--- EXERCISE BRIEF ---
All entries below are to be reproduced exactly.

━━━━━━━━━━━━━━━━━━━━

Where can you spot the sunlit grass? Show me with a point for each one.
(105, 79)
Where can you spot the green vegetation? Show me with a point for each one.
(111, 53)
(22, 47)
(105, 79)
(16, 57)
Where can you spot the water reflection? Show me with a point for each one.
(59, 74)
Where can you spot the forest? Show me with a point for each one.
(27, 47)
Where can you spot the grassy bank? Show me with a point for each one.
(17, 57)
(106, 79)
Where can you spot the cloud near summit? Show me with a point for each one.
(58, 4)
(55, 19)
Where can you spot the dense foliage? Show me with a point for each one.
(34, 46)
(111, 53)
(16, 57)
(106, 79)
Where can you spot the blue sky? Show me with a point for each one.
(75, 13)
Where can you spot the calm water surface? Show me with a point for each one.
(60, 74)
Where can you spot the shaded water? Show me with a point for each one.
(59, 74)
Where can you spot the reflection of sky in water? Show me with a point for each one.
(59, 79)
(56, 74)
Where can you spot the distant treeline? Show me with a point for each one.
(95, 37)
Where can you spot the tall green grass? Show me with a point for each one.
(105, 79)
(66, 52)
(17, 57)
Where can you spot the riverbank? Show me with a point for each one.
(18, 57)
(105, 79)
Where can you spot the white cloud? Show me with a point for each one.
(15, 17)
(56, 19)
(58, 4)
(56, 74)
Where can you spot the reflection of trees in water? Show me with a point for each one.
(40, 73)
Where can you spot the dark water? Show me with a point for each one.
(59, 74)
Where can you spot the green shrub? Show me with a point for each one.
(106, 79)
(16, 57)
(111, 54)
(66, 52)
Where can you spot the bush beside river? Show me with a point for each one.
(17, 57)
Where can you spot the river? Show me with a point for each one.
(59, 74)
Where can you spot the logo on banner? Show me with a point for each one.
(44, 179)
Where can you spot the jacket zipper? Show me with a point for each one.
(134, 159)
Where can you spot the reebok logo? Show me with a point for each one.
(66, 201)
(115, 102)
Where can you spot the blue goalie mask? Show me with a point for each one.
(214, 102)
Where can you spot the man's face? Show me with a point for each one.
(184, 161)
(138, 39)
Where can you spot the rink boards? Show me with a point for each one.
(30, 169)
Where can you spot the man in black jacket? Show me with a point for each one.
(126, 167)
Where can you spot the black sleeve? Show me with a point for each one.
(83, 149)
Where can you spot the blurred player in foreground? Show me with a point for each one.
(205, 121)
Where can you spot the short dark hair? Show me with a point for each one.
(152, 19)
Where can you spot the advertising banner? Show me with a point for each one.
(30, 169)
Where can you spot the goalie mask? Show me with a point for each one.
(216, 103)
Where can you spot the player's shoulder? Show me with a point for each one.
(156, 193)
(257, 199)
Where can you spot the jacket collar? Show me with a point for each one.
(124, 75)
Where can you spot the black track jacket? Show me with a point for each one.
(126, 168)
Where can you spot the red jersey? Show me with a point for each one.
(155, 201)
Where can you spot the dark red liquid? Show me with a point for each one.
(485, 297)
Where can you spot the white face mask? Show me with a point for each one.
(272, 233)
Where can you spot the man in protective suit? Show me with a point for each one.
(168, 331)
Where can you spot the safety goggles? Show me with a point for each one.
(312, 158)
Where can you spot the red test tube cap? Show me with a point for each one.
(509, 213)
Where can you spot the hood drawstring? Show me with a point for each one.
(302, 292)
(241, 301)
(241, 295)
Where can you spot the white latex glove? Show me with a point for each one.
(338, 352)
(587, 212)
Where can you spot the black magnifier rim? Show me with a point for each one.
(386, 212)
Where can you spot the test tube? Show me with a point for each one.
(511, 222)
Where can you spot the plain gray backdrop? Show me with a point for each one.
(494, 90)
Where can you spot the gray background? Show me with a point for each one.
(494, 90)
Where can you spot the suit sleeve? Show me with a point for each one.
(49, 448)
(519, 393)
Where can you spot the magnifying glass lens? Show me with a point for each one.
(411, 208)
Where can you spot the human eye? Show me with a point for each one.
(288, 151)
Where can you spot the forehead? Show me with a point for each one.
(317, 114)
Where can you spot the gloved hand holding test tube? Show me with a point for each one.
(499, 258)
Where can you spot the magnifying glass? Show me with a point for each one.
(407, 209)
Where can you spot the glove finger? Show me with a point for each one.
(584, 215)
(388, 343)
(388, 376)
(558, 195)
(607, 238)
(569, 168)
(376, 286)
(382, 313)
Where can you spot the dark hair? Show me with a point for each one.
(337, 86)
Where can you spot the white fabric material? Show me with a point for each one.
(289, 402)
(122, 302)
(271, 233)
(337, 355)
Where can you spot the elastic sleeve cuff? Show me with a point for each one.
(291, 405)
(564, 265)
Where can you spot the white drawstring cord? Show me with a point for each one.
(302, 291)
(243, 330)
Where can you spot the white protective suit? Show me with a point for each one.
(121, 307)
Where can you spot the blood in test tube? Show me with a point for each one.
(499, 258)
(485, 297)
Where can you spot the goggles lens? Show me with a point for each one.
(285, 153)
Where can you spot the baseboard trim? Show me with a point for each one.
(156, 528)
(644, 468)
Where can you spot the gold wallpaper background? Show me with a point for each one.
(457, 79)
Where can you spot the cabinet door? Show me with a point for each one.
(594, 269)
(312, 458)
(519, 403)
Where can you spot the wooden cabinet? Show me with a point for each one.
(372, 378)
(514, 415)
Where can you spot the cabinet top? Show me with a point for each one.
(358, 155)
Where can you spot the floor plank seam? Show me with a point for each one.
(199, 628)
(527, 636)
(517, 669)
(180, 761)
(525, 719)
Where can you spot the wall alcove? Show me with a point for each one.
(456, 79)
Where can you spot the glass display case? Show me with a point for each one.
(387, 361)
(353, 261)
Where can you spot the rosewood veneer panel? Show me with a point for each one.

━━━━━━━━━━━━━━━━━━━━

--- WRITTEN RESPONSE ---
Where can you spot the sunlit grass? Show me with a point for each one.
(105, 79)
Where can you spot the green vegetation? Show me with a point for each one.
(111, 53)
(22, 47)
(105, 79)
(16, 57)
Where can you spot the water reflection? Show me with a point for each one.
(59, 74)
Where can you spot the forest? Show me with a point for each one.
(27, 47)
Where can you spot the grassy bank? Show me with a point for each one.
(17, 57)
(106, 79)
Where can you spot the cloud near summit? Show me with a point for each one.
(58, 4)
(55, 19)
Where can you spot the dense foliage? Show me with a point for each one.
(34, 46)
(111, 53)
(16, 57)
(106, 79)
Where can you spot the blue sky? Show me with a point for each one.
(75, 13)
Where can you spot the calm water surface? Show me with a point for each one.
(60, 74)
Where can you spot the shaded water? Show me with a point for each one.
(59, 74)
Where can you spot the reflection of sky in water? Show me with a point for each one.
(59, 79)
(56, 74)
Where can you spot the distant treeline? Show me with a point for each one.
(95, 37)
Where can you spot the tall green grass? Show me with a point for each one.
(105, 79)
(66, 52)
(17, 57)
Where can you spot the riverbank? Show me with a point for each one.
(18, 57)
(105, 79)
Where can you spot the white cloud? Show me with a point for each one.
(15, 17)
(56, 19)
(58, 4)
(56, 74)
Where can you spot the reflection of trees in water? Show me with a point for each one.
(40, 73)
Where can you spot the dark water? Show me with a point for each one.
(59, 74)
Where can you spot the green shrub? Show me with a point for each one.
(106, 79)
(16, 57)
(111, 54)
(66, 52)
Where can you spot the bush beside river? Show me with a point for each one.
(17, 57)
Where can you spot the river? Show me with a point for each one.
(59, 74)
Where can you spot the logo on banner? Show me with a point for each one.
(44, 179)
Where can you spot the jacket zipper? Show me with a point for each one.
(134, 159)
Where can you spot the reebok logo? Show me with a point for each one.
(66, 201)
(115, 102)
Where can you spot the blue goalie mask? Show me with a point for each one.
(214, 102)
Where can you spot the man's face? Show me with a point for each one.
(184, 161)
(138, 39)
Where can you spot the rink boards? Show me with a point for each one.
(30, 169)
Where can you spot the man in black jacket? Show me with a point for each one.
(126, 167)
Where can you spot the black sleeve? Show me with a point for each one.
(83, 149)
Where can you spot the blurred player in foreground? Show me with a point for each one.
(205, 121)
Where can you spot the short dark hair? Show me with a point for each one.
(152, 19)
Where can you spot the advertising banner? Show me with a point for each one.
(30, 169)
Where can you spot the goalie mask? Show me with a point for each one.
(216, 103)
Where can you spot the player's shoulder? Show me with a point for each one.
(156, 193)
(257, 199)
Where can you spot the jacket collar? Show me with a point for each one.
(124, 75)
Where can you spot the black track jacket? Show me with a point for each one.
(126, 168)
Where can you spot the red jersey? Show me with a point for each one.
(155, 201)
Where can you spot the dark red liquid? Show me with a point for each one.
(485, 297)
Where can you spot the white face mask? Show me with a point for each one.
(272, 233)
Where can you spot the man in protective suit? Show me with a point for each one.
(168, 331)
Where can you spot the safety goggles? Show me with a point for each one.
(312, 158)
Where can you spot the red test tube cap? Show me with a point for each one.
(509, 213)
Where can you spot the hood drawstring? Show me with a point for each one.
(302, 292)
(241, 301)
(241, 295)
Where can you spot the white latex glove? Show me with a point for each one.
(338, 352)
(587, 212)
Where can you spot the black magnifier rim? Show me with a point for each one.
(386, 212)
Where can you spot the test tube? Show me with a point for each one.
(511, 222)
Where can you spot the plain gray backdrop? Show me with a point for each one.
(494, 90)
Where can you spot the gray background? Show me with a point for each one.
(494, 90)
Where can you spot the suit sleeve? Show me with a point for each one.
(49, 448)
(519, 393)
Where can you spot the magnifying glass lens? Show me with a point for each one.
(411, 208)
Where can you spot the human eye? Show me with a point for each one.
(288, 151)
Where can you spot the forehead? Show me with a point for each one.
(317, 114)
Where can you spot the gloved hand holding test tube? Show me with a point for each one.
(499, 258)
Where can you spot the magnifying glass? Show me with a point for each one.
(407, 209)
Where can you spot the glove finger? Show me with a point for each one.
(584, 215)
(388, 343)
(388, 376)
(558, 195)
(607, 238)
(569, 168)
(376, 286)
(382, 313)
Where can you spot the dark hair? Show me with a point for each one.
(337, 86)
Where can you spot the white fabric material? Show me with a point for each one.
(289, 402)
(122, 302)
(271, 233)
(337, 355)
Where can you spot the elastic sleeve cuff? Show me with a point for each one.
(291, 405)
(564, 265)
Where can you spot the white drawstring cord? Show me with a point for each one.
(302, 291)
(243, 330)
Where can you spot the white protective suit? Show me with a point for each one.
(121, 307)
Where can you spot the blood in test tube? Show me with a point for each one.
(499, 258)
(485, 297)
Where can you spot the goggles lens? Show me with a point for each one.
(285, 153)
Where can you spot the baseboard trim? Show me with a point for each one.
(156, 528)
(644, 468)
Where can you spot the gold wallpaper background? Show me with a point for each one.
(457, 79)
Where can you spot the cabinet door? Show me with a point for each one.
(594, 269)
(312, 458)
(519, 403)
Where can you spot the wooden cabinet? Show me with a point for each one.
(372, 378)
(514, 415)
Where can you spot the cabinet top? Show me with a point for each one.
(358, 155)
Where can you spot the floor plank seam? Show me with a point for each one.
(199, 628)
(527, 636)
(517, 669)
(180, 761)
(525, 719)
Where can you spot the wall alcove? Show me with a point for each one.
(456, 79)
Where can you spot the glass display case? Show me with a point for each one.
(387, 361)
(353, 261)
Where can you spot the rosewood veneer panel? Show me with a point for each one.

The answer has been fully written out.